EXTRACT TO READ =>
══════

Let us assume that an assembly code for a 16-bit processor at cx what we will do is that we generate code which will tell the processor to access r cx and then consider the lower 16-bits. So, in this case, it is just a question, this is actually a very neat way of designing the set of registers, it keeps the clients happy, it keeps the customers happy. Well, it does not keep the designers very happy, because it introduces makes their life slightly difficult, but actually not that difficult as we shall see in chapter 6, 7 and 8 and, but the most important thing is as the compatibility of code is there.

So, tomorrow if Intel releases a new processor, then we will be sure that all the code that we have right all the binaries that we have will actually run. In addition the 64-bit ISA defines 8 extra registers r 8 to r 15. And mind your r 8 to r 15, do not have any of these sub fields because the 16 and 32-bit ISA, the 16-bit and 32-bit Intel ISA is only defined 8 registers. So, for these 8 registers, they are appropriately mapped to different fields inside large 64-bit registers, but r 8 to r 14 are 8 extra registers, we should not have any sub fields and they can be used by 64-bit Intel processors and Intel binaries. But mind you any binary generated for a 64-bit processor will not run on a 32-bit processor, but neither should it be. See always want whatever programs you write to be compatible with future processors you do not want any program that you write today to be compatible with processors of the past. So, this is sort of a general rule that most companies follow and that is the reason this particular design decision has been made.

So, before I leave this slide, I would again like to underscore the importance of this particular slide is very, very important that readers and listeners understand this slide. And basically the imp important takeaway point is that the register is the same given a program if the register will just be interpreted in different ways. So, if we write ax, we will only interpret the bottom 16-bits; if we write eax, then only interpret the bottom 32-bits; and if we write r ax, we will interpret essentially all 64-bits in a 64-bit processor.

(Refer Slide Time: 24:02)



So, x86 can actually takes the arguments slightly further. So, it can even support 8-bit registers. So, the ax, bx, cx, and dx fields are further subdivided into two 8-bit fields. So, this is to ensure that we are compatible at some of the earliest 8-bit processors. So, in this case, also you know it helps us write slightly more efficient code if we need to access values at a byte level. So, for because you know compatibility with 8080 which was a 8-bit processor is not really that important, but this allows us to access information at a bite level which is much more important today at least.

So, here the lower 8-bits of the lower one byte is represented by al, bl, cl and dl, l for lower; similarly the upper 8-bits or byte is represented by ah, bh, ch and dh. So, so in this case of the idea is the same it is exactly similar as this particular figure where we take a register and divide it into several sub fields and interpret the fields based on our instruction. So, in this case, if we further divide the top four 16-bit registers into two sub fields each ah al, bh bl, ch cl and dh dl.

══════

(Image annotation data)
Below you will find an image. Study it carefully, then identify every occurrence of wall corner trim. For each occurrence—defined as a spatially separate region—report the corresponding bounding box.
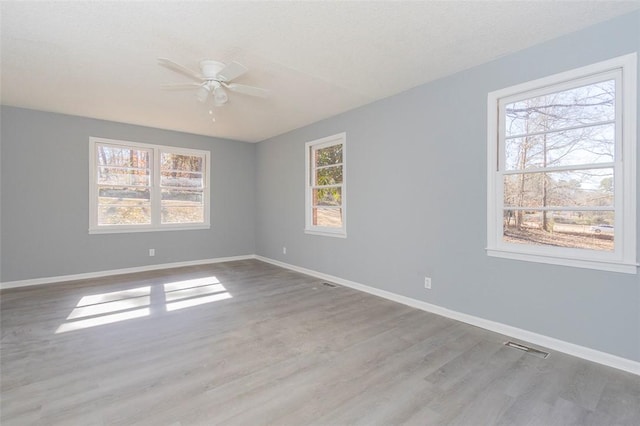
[254,255,640,376]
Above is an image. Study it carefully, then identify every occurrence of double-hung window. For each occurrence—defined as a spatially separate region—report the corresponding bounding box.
[305,133,347,237]
[487,54,637,273]
[89,138,210,233]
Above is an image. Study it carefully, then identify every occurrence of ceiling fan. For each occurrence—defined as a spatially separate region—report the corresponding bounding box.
[158,58,270,106]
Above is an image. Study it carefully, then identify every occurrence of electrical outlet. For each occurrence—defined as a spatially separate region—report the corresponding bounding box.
[424,277,431,290]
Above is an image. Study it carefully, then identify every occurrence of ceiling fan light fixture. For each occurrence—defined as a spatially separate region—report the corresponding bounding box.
[213,86,229,106]
[196,84,209,103]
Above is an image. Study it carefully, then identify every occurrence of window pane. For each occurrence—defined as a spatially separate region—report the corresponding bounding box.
[313,207,342,228]
[161,189,204,223]
[505,123,615,170]
[313,188,342,206]
[504,168,614,207]
[160,171,204,188]
[98,188,151,225]
[96,144,149,169]
[316,165,342,185]
[98,187,151,203]
[503,210,614,251]
[505,80,615,137]
[312,144,342,167]
[98,166,150,186]
[162,203,204,223]
[162,189,203,204]
[160,152,204,172]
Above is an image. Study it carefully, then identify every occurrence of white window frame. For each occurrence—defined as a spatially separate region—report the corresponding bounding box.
[89,137,211,234]
[486,53,638,274]
[304,133,347,238]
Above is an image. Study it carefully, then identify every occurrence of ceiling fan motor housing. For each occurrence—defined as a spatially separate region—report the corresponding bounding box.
[200,60,230,80]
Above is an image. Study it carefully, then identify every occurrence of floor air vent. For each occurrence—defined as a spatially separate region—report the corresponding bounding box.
[505,342,549,359]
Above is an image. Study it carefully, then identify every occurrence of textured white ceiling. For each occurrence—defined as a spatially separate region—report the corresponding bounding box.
[0,1,640,142]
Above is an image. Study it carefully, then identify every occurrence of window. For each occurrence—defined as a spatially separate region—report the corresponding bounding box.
[487,54,637,273]
[89,138,209,233]
[305,133,347,237]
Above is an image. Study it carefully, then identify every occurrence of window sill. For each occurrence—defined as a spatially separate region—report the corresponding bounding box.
[304,229,347,238]
[486,248,638,274]
[89,224,211,235]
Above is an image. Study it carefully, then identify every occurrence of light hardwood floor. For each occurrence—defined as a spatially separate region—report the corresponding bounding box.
[0,260,640,426]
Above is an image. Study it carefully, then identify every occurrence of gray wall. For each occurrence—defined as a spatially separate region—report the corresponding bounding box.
[256,13,640,361]
[0,107,256,282]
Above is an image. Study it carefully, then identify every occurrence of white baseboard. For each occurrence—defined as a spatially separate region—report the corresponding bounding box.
[0,254,256,290]
[255,256,640,376]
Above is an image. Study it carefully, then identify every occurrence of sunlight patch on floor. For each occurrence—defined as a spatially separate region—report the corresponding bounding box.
[56,276,233,334]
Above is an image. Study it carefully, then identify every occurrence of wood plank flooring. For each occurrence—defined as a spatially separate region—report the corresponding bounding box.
[0,260,640,426]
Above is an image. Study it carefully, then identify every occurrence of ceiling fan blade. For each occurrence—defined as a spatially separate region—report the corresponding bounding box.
[224,83,271,98]
[158,58,202,81]
[217,62,249,81]
[160,83,202,90]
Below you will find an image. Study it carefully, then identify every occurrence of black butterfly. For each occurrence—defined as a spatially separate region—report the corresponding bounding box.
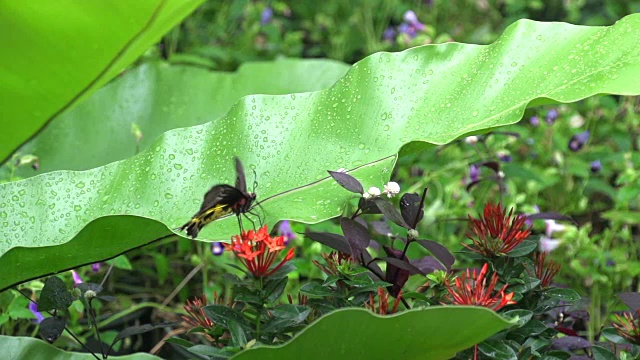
[180,157,256,238]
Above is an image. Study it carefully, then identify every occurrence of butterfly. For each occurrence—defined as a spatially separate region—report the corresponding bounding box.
[180,157,256,239]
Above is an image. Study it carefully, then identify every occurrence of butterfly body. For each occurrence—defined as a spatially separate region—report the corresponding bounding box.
[180,158,256,238]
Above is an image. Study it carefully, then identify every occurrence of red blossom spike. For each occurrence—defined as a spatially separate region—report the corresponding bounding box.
[462,203,531,258]
[446,263,516,311]
[224,225,295,277]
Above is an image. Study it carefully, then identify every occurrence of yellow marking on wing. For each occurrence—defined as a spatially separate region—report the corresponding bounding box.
[198,204,233,226]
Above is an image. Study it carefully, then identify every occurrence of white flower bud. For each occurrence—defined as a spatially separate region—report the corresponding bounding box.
[367,186,381,197]
[384,181,400,197]
[464,135,478,145]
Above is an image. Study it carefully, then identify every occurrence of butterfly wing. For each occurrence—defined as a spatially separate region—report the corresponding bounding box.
[180,184,245,238]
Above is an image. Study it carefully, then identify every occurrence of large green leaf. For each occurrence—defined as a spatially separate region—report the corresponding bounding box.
[233,306,510,360]
[0,0,202,159]
[0,335,160,360]
[0,15,640,289]
[3,59,349,178]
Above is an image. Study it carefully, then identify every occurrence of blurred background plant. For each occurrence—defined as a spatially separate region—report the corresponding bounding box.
[0,0,640,356]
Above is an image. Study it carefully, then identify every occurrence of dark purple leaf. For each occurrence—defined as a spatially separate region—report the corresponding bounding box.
[40,316,67,344]
[382,245,411,297]
[38,276,73,311]
[418,240,456,270]
[480,161,500,174]
[304,232,351,254]
[354,217,369,230]
[340,217,371,259]
[362,251,383,278]
[373,198,410,229]
[380,257,424,275]
[400,188,427,229]
[410,256,447,274]
[96,295,116,302]
[618,292,640,311]
[113,322,177,344]
[358,198,381,214]
[329,171,364,194]
[551,336,591,351]
[371,221,392,236]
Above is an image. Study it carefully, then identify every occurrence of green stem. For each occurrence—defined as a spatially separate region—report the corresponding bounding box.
[256,277,264,341]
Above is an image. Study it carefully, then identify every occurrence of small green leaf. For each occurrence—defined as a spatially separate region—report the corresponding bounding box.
[107,255,133,270]
[507,238,538,257]
[300,281,336,297]
[263,276,289,303]
[543,288,582,302]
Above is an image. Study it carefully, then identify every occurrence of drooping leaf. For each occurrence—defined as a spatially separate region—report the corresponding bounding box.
[5,59,349,179]
[329,171,364,194]
[0,14,640,290]
[234,306,509,360]
[304,231,351,254]
[113,322,176,343]
[0,0,202,159]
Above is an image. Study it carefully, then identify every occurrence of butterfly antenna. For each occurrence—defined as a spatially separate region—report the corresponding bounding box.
[251,169,258,194]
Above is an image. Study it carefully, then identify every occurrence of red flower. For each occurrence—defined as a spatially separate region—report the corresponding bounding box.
[182,295,215,329]
[533,252,561,287]
[224,225,294,277]
[446,263,516,311]
[462,203,531,257]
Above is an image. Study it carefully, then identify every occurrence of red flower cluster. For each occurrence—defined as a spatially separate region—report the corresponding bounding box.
[182,295,215,329]
[446,263,516,311]
[224,225,294,277]
[462,203,531,257]
[613,309,640,345]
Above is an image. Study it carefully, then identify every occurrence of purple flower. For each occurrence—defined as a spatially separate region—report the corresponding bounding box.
[382,26,396,42]
[529,115,540,127]
[398,23,416,38]
[71,270,84,285]
[544,109,558,125]
[539,236,560,252]
[260,7,273,25]
[211,241,224,256]
[29,301,44,324]
[569,130,589,151]
[496,151,511,162]
[469,164,480,183]
[278,220,296,245]
[402,10,424,31]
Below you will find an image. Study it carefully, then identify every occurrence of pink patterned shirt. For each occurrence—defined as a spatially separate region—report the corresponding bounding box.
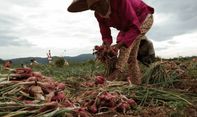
[95,0,154,47]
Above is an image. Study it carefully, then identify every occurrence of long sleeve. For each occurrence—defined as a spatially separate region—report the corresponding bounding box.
[95,13,112,45]
[117,0,141,47]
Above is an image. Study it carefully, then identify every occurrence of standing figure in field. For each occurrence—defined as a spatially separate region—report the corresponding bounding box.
[68,0,154,84]
[47,50,52,64]
[137,36,155,66]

══════

WRITTEN INSTRUCTION => Using the passage on x86 registers, decide whether each statement below agrees with it, answering yes or no and quoting the deciding words: 1. Registers r 8 to r 15 have no sub fields. 2. A binary generated for a 64-bit processor will run on a 32-bit processor. 3. The upper byte of the ax register is represented by al.

SOLUTION =>
1. Yes: "mind your r 8 to r 15, do not have any of these sub fields"
2. No: "any binary generated for a 64-bit processor will not run on a 32-bit processor"
3. No: "the upper 8-bits or byte is represented by ah, bh, ch and dh"